===== PASSAGE PROVIDED
Projection capability is possible either through front or rear projection onto a movie screen on batten 9, or onto the cyclorama using front projection.

=== Audio ===
The public address system consists of speakers located to the left, right and above the proscenium arch, controlled by a 32-channel audio mixing board between the left and right mezzanines in the house. A sixteen-send, four-return snake extends from the mixing board to the orchestra pit.

=== Orchestral ===
A 61-foot-wide orchestra pit curves out 12 feet into the house from the downstage end of the stage. This curves down along a 100-foot radius to 6 feet, 9 inches at the left and right ends. The height of platforms in the pit can be adjusted to be either: a) 18 inches below the house floor, b) level with the house floor, or c) raised to act as an apron extension at stage height. On the stage, 9' 9" wide floor panels can be arranged to create a 19-foot-tall orchestra shell. 4 additional flown sound panels complete an on-stage acoustic accommodation. The Collins Center also contains one 9-foot grand piano in its inventory.
==========
===== DATASET
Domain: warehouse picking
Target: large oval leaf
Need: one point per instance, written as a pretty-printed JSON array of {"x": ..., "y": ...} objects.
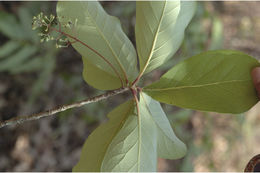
[
  {"x": 134, "y": 149},
  {"x": 217, "y": 81},
  {"x": 87, "y": 21},
  {"x": 96, "y": 145},
  {"x": 169, "y": 146},
  {"x": 159, "y": 30},
  {"x": 142, "y": 139}
]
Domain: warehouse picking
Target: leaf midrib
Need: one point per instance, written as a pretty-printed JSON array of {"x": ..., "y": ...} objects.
[
  {"x": 154, "y": 40},
  {"x": 153, "y": 118},
  {"x": 196, "y": 86},
  {"x": 102, "y": 35}
]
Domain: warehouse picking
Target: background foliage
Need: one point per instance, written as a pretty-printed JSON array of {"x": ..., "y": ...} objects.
[{"x": 35, "y": 77}]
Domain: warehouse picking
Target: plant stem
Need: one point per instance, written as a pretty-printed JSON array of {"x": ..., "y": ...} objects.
[
  {"x": 93, "y": 50},
  {"x": 22, "y": 119}
]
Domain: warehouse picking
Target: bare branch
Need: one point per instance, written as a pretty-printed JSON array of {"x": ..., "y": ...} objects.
[{"x": 22, "y": 119}]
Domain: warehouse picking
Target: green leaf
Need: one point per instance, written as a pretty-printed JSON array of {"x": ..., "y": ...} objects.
[
  {"x": 97, "y": 144},
  {"x": 134, "y": 148},
  {"x": 169, "y": 146},
  {"x": 217, "y": 81},
  {"x": 8, "y": 48},
  {"x": 102, "y": 32},
  {"x": 159, "y": 30},
  {"x": 98, "y": 78}
]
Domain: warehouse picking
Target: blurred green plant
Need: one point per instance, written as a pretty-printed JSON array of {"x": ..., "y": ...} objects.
[{"x": 22, "y": 52}]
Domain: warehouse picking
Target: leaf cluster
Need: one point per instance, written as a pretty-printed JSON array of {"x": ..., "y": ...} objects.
[{"x": 138, "y": 130}]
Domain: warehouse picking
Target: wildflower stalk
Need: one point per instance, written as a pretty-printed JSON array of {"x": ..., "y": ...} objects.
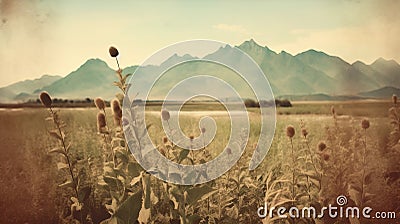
[{"x": 57, "y": 123}]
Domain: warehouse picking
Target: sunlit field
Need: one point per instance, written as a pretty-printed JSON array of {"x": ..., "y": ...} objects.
[{"x": 297, "y": 171}]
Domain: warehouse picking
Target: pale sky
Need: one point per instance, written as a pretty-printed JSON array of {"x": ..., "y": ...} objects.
[{"x": 56, "y": 37}]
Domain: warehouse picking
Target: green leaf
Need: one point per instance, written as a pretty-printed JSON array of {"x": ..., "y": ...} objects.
[
  {"x": 129, "y": 210},
  {"x": 146, "y": 188},
  {"x": 199, "y": 193},
  {"x": 183, "y": 155}
]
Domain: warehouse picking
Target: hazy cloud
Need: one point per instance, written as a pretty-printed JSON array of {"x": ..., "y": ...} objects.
[{"x": 231, "y": 28}]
==========
WORK INSTRUCTIONS:
[1] From the Collins Center description above, copy the part that opens with the words containing "Projection capability is" and closes with "using front projection.", reproducing it word for word.
[2] Rewrite the paragraph of the Collins Center description that begins "The public address system consists of" as a short bulleted list, keeping its main facts.

SOLUTIONS TO THE TASKS:
[1]
Projection capability is possible either through front or rear projection onto a movie screen on batten 9, or onto the cyclorama using front projection.

[2]
- Speakers are located to the left, right, and above the proscenium arch.
- They are controlled by a 32-channel audio mixing board between the left and right mezzanines in the house.
- A sixteen-send, four-return snake runs from the mixing board to the orchestra pit.